** begin GIVEN PASSAGE **

Investigating National Security Personnel in the Post-Nidal Hasan Era

Three years and one day before FBI briefed DNI Clapper about the questionable email practices of David Petraeus, and less than three years before FBI alerted Leon Panetta to John Allen’s perhaps less questionable email practices, an Army officer who had been the subject of a 6-month investigation into his questionable emails killed 13 people and wounded another 29 at Fort Hood, TX.

While a number of people are criticizing the FBI (rightly, in the case of the agent who reportedly made this investigation his or her own personal project) for being out of control in the investigation that started with Jill Kelley’s email, I’d like to put the FBI’s decision to inform Petraeus’ and Allen’s superiors about their emails in the context of the failure to stop Nidal Hasan.

I don’t mean to suggest that Petraeus and Allen’s smutty emails to some beautiful middle aged housewives equate to an Army psychiatrist writing a radical anti-American cleric. At least given what we know, there were far more serious red flags in Hasan’s emails to Anwar al-Awlaki than there were in Petraeus’ love notes to Paula Broadwell (though Petraeus’ use of counter-surveillance techniques would, by themselves, be a red flag).

** end GIVEN PASSAGE **

» **JOB 1**
In the passage on investigating national security personnel:
(a) How many people did the Army officer kill at Fort Hood, and how many did he wound?
(b) Whose email started the FBI investigation that is being criticized?
(c) To whom did Hasan send the emails that carried serious red flags?

** begin TASK MATERIAL **

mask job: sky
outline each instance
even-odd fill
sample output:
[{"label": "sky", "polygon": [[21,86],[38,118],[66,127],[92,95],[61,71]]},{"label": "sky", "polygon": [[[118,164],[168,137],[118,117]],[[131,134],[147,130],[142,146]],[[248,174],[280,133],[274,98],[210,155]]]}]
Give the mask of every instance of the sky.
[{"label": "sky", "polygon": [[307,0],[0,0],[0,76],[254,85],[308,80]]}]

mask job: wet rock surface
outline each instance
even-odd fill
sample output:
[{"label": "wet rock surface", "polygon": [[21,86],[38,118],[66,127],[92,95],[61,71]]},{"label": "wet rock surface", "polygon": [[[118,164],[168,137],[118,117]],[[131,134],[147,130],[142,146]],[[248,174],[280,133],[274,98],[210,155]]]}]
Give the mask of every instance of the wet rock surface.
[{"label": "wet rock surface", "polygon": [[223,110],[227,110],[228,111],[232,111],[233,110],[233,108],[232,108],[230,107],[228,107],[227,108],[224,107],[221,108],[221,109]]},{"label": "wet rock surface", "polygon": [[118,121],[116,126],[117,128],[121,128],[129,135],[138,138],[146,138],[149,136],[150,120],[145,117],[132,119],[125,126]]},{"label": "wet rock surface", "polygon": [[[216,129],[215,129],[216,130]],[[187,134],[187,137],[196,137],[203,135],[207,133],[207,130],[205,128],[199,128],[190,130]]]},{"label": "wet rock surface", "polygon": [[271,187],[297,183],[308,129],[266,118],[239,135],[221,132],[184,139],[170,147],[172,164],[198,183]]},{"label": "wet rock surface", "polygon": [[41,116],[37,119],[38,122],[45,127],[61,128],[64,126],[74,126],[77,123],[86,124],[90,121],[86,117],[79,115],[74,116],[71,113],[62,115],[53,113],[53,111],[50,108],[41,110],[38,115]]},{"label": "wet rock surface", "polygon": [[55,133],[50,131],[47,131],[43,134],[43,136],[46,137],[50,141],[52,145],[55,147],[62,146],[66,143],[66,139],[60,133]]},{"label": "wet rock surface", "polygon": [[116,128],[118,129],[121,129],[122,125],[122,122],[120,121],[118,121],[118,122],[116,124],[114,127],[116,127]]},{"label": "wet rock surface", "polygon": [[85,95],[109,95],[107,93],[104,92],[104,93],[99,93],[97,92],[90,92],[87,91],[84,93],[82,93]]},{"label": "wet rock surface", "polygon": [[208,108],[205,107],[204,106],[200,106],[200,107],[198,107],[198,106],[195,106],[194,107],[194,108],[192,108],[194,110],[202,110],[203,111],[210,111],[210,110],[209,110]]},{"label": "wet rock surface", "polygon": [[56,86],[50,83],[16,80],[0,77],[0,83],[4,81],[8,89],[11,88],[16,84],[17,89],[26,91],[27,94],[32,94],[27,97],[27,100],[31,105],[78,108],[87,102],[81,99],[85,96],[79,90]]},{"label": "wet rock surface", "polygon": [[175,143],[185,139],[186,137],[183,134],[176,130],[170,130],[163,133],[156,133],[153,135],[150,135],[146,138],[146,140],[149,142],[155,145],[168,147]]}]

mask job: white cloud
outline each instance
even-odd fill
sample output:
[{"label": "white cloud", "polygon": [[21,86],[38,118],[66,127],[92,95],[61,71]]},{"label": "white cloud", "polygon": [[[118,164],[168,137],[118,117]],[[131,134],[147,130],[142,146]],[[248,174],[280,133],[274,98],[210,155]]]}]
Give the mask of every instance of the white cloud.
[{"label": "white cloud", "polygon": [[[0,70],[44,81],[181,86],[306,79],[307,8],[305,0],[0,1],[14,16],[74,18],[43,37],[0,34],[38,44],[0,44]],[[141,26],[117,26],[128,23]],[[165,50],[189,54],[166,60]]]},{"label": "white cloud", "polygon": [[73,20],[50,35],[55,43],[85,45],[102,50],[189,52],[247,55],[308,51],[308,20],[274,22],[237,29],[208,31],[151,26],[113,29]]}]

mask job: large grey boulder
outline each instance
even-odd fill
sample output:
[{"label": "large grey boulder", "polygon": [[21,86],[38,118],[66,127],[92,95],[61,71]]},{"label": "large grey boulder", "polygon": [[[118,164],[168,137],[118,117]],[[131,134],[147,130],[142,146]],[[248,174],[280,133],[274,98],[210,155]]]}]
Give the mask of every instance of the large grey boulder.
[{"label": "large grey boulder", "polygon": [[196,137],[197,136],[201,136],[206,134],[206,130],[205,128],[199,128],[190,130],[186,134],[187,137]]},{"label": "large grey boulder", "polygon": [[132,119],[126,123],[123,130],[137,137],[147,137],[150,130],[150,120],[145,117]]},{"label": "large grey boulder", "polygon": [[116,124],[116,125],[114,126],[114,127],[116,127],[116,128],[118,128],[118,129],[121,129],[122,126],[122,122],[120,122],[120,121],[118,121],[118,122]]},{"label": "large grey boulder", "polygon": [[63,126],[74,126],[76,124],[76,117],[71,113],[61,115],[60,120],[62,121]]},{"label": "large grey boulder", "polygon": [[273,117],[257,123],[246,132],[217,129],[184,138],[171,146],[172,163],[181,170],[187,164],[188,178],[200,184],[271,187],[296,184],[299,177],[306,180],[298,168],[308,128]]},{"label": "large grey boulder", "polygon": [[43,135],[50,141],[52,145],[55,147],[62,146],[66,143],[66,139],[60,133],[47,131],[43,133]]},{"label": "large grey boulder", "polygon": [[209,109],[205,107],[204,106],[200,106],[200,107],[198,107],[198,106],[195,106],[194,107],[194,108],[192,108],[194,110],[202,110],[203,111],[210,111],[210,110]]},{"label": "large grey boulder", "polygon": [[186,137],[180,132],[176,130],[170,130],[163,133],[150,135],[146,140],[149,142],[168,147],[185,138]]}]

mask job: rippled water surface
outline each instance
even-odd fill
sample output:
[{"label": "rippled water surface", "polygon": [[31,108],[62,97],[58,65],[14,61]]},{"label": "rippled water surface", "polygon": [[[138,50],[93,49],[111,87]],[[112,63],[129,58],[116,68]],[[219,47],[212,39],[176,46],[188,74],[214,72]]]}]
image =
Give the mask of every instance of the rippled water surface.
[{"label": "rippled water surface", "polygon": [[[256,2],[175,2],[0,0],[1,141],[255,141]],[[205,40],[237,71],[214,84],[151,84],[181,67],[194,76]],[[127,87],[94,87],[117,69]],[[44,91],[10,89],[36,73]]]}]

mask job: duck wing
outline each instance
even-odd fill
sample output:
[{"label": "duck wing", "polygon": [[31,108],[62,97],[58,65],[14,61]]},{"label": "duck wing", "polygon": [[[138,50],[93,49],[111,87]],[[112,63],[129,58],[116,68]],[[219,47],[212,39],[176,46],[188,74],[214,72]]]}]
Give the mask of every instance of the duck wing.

** end TASK MATERIAL **

» **JOB 2**
Can you turn the entries, everything from the line containing "mask job: white cloud" down through the line containing "Give the mask of every instance of the white", into a Markdown table with the columns Row and Line, leaving out any blank lines?

» **EXERCISE SOLUTION 1**
(a) He killed 13 people and wounded another 29.
(b) Jill Kelley's.
(c) Anwar al-Awlaki.

» **EXERCISE SOLUTION 2**
| Row | Line |
|---|---|
| 1 | mask job: white cloud |
| 2 | outline each instance |
| 3 | even-odd fill |
| 4 | sample output: |
| 5 | [{"label": "white cloud", "polygon": [[21,86],[38,118],[66,127],[92,95],[61,71]]},{"label": "white cloud", "polygon": [[[118,164],[168,137],[118,117]],[[131,134],[147,130],[142,146]],[[248,174],[280,133],[274,98],[210,155]]]}] |
| 6 | Give the mask of every instance of the white cloud. |